Brano del documento:
* * * * * * * * *

Corriere della Sera 19/10/14
Simona Ravizza
Da qualche tempo fuori dai
magazzini del San Raffaele c’è una bilancia. La usano per pesare i
cartoni con siringhe, garze e pannoloni che devono essere caricati
sui camion diretti in discarica. Siccome lo smaltimento dei rifiuti
speciali viene pagato a chilo, è meglio controllare che nessuno
arrotondi a scapito dei conti dell’ospedale. Neppure un euro
dev’essere (più) sprecato.
Altri tempi sotto la Cupola su cui
svetta l’arcangelo Raffaele che, con i suoi 8,3 metri d’altezza,
è diventato il simbolo degli sperperi dell’era di don Luigi Verzé.

* * * * * * * * *

Dati estratti:
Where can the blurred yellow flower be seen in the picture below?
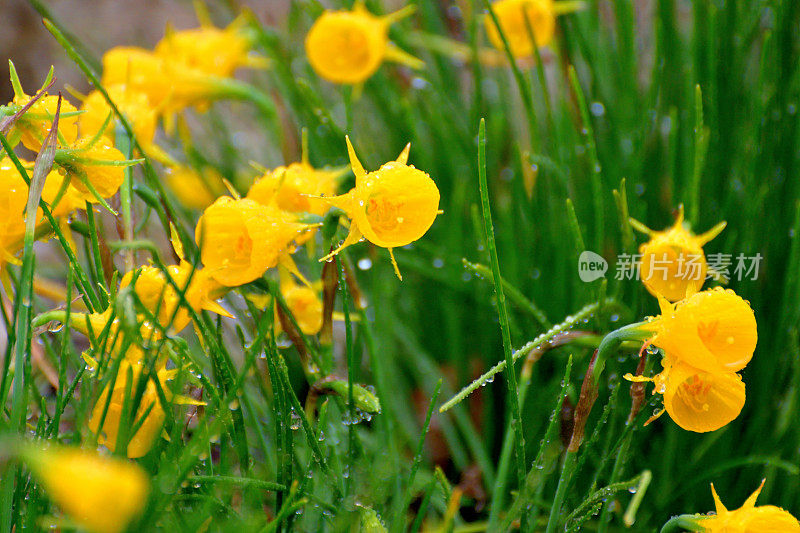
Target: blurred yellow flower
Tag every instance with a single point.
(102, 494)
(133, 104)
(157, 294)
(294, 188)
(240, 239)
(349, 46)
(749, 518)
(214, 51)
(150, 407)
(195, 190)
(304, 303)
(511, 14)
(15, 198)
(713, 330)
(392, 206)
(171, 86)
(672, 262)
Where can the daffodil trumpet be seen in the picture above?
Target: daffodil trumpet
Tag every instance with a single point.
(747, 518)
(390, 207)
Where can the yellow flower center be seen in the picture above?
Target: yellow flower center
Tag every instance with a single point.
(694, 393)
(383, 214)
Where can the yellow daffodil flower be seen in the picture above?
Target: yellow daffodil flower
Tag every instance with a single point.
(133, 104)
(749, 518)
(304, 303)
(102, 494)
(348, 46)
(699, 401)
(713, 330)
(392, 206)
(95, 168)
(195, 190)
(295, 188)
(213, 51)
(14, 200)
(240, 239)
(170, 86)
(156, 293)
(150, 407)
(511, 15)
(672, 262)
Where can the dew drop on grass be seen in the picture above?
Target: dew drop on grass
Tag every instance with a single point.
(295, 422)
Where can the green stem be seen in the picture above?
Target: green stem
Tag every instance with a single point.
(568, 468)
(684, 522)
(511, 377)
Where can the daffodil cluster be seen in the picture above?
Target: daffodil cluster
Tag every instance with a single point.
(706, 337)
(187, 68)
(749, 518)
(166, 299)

* * * * * * * * *

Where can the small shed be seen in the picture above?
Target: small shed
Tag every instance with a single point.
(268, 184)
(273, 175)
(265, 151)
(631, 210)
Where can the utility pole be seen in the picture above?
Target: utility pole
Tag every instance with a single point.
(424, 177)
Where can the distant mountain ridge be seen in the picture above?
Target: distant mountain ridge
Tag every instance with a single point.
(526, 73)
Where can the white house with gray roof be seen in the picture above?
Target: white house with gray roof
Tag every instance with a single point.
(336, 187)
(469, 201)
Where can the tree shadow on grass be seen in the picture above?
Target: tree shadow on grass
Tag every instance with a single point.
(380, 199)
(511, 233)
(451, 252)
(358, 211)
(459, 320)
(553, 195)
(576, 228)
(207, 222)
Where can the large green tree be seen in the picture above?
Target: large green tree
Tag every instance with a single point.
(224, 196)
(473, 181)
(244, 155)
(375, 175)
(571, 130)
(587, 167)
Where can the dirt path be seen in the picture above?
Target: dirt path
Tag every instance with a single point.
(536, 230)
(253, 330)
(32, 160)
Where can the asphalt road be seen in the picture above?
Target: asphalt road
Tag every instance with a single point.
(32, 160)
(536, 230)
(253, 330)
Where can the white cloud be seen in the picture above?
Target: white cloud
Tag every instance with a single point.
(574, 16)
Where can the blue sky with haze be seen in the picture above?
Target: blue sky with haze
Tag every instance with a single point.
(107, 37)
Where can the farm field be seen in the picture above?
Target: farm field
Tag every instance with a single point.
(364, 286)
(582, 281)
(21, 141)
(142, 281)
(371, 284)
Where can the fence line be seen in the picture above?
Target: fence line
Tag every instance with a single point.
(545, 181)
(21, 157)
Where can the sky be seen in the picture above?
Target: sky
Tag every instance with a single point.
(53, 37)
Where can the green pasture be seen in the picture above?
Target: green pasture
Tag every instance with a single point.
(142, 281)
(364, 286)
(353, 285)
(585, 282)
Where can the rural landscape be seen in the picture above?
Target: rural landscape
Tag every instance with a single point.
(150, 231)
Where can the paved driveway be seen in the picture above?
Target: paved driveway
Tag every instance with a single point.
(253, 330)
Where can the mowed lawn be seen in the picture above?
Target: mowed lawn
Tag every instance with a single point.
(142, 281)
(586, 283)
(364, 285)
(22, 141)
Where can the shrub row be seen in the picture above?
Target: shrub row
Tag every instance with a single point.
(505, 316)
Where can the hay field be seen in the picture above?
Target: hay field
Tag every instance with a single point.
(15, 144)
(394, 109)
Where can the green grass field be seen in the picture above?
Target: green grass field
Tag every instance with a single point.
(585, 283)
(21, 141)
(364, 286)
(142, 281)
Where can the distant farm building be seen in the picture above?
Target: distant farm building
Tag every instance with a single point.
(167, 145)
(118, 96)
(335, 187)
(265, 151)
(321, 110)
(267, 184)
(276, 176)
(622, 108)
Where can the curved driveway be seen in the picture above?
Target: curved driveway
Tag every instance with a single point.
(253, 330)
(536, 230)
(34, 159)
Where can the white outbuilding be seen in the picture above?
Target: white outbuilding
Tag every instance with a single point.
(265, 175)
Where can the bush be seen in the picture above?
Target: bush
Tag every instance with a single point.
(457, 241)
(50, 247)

* * * * * * * * *

Completa quanto segue:
1 - Quanto è alto l'arcangelo Raffaele sulla Cupola, secondo il brano sul San Raffaele?
2 - Scrivi il seguito del brano sul San Raffaele, partendo dopo l'ultima frase.

Risposte all'esercizio:
1 - 8,3 metri.

2 -
Adesso viene spulciata ogni clausola dei contratti d’appalto alla
ricerca di risparmi: l’ospedale è stato acquistato l’11 maggio
2012 dal Gruppo San Donato, che fa capo alla famiglia dello scomparso
Giuseppe Rotelli (oggi il figlio Paolo è vicepresidente). Il
bilancio è passato da un (profondo) rosso di 65 milioni di euro a un
(quasi) pareggio: gli ultimi dati registrano una perdita inferiore ai
due milioni.
Così l’operazione di salvataggio è diventata,
mese dopo mese, l’emblema di come nella sanità sia possibile
tagliare gli sprechi senza ridurre la qualità delle cure. Marco
Carrai, manager vicino al premier Matteo Renzi e considerato il suo
Gianni Letta, aveva citato l’esempio un mese fa su Milano Finanza :
«L’azione di risanamento del San Raffaele ha portato a un livello
di efficienza questo istituto che, se fosse preso a benchmark di
riferimento per la sola Regione Lombardia, vi sarebbero risparmi nel
settore di 1,8 miliardi annui. Considerando che la Lombardia
rappresenta il 9% del settore in Italia i conti sono presto fatti».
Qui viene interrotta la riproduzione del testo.